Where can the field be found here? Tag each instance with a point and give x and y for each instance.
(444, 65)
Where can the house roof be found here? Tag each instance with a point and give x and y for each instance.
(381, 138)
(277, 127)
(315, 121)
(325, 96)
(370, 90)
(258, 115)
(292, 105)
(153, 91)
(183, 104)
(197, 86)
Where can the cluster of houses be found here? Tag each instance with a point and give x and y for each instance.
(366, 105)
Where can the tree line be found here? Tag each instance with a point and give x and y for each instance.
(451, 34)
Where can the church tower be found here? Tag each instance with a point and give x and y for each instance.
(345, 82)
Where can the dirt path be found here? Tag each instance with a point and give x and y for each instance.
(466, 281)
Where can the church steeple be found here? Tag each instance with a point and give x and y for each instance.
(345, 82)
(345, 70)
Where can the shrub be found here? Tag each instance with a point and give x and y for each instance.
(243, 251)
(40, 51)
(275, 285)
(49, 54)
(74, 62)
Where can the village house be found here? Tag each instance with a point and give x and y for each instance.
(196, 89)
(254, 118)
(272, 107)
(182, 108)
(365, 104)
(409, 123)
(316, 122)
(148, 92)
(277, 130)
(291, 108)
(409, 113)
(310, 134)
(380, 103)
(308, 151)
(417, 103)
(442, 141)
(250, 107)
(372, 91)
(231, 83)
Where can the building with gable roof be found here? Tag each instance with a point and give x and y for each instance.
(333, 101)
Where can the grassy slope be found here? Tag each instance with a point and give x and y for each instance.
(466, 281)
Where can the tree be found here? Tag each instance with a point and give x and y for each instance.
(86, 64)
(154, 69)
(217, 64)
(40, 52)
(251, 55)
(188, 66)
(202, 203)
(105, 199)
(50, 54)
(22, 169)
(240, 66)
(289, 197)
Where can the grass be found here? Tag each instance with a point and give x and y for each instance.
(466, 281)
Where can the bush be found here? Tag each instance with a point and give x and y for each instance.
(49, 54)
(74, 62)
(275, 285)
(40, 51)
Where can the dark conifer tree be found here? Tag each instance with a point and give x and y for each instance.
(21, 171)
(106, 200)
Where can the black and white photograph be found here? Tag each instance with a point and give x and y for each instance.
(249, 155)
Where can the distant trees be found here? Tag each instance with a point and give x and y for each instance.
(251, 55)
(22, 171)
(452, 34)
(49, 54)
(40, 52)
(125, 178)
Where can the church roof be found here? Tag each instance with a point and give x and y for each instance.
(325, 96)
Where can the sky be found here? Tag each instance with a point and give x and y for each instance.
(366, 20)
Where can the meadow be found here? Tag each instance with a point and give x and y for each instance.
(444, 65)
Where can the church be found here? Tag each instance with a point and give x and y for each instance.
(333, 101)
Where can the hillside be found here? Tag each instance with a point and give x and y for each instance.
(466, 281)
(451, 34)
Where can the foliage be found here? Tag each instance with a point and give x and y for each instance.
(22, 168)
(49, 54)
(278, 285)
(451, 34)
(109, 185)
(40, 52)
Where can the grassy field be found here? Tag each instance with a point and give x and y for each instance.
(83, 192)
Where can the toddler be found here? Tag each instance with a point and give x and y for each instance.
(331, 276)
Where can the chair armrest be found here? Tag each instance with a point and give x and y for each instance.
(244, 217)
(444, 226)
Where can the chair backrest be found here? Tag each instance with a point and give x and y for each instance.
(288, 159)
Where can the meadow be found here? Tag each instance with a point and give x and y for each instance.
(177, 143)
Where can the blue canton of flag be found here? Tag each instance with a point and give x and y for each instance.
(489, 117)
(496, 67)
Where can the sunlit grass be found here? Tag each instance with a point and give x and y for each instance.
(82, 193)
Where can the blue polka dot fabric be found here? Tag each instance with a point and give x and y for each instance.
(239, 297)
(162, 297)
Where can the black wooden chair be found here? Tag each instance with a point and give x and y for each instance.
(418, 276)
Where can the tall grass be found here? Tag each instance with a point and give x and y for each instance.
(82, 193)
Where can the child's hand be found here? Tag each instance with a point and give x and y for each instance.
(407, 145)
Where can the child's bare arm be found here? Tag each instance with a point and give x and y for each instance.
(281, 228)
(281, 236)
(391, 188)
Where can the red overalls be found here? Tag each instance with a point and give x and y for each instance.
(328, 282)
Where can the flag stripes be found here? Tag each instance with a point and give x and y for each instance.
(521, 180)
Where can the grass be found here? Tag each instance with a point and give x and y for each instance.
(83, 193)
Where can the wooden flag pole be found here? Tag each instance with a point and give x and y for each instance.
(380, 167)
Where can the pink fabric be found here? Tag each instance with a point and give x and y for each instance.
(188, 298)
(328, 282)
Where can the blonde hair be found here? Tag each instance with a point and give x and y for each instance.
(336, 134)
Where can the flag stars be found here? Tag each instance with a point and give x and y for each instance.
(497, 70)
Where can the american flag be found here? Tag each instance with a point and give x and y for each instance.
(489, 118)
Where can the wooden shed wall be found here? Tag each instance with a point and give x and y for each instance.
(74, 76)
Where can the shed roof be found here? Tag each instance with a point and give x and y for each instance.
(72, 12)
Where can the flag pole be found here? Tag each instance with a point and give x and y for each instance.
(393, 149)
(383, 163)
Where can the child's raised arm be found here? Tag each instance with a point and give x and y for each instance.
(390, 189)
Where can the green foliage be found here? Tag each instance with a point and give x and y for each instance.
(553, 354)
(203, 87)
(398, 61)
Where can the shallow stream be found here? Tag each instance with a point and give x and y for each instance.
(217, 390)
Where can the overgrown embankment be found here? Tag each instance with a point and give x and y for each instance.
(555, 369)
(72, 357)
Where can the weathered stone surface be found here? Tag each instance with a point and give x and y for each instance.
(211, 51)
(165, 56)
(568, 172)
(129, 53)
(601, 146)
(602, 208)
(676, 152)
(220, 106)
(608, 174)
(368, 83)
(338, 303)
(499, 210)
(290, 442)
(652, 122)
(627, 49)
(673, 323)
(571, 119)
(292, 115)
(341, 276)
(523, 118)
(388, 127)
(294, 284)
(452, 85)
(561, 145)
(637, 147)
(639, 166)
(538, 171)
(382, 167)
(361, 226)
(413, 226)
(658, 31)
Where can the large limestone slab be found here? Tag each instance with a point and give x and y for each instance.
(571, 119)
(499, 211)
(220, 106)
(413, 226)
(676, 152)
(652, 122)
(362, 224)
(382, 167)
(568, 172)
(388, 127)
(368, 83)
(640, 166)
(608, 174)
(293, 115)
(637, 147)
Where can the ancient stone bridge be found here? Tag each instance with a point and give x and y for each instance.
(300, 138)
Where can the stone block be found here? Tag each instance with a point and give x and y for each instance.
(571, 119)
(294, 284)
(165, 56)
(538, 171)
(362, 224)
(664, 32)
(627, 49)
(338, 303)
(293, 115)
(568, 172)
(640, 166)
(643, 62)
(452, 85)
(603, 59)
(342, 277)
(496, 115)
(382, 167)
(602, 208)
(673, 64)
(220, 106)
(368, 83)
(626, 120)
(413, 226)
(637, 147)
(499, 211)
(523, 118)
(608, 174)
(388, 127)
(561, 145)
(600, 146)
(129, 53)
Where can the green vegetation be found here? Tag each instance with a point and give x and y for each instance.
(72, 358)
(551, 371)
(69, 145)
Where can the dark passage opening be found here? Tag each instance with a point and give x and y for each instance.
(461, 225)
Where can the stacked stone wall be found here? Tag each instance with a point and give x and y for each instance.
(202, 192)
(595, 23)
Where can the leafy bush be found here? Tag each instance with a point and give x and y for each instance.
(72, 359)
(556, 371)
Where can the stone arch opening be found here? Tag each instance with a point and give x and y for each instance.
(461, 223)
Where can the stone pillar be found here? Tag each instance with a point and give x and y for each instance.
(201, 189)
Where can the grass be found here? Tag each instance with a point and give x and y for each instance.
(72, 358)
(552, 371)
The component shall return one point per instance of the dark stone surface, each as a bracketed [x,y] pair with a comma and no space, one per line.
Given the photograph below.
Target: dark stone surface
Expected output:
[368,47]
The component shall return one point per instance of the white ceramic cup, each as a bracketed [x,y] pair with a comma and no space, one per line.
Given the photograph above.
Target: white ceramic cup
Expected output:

○ ○ ○ ○ ○

What you need to do: Counting only lines that contain "Given", what is the total for the entries above? Give the number alone.

Result of this task: 2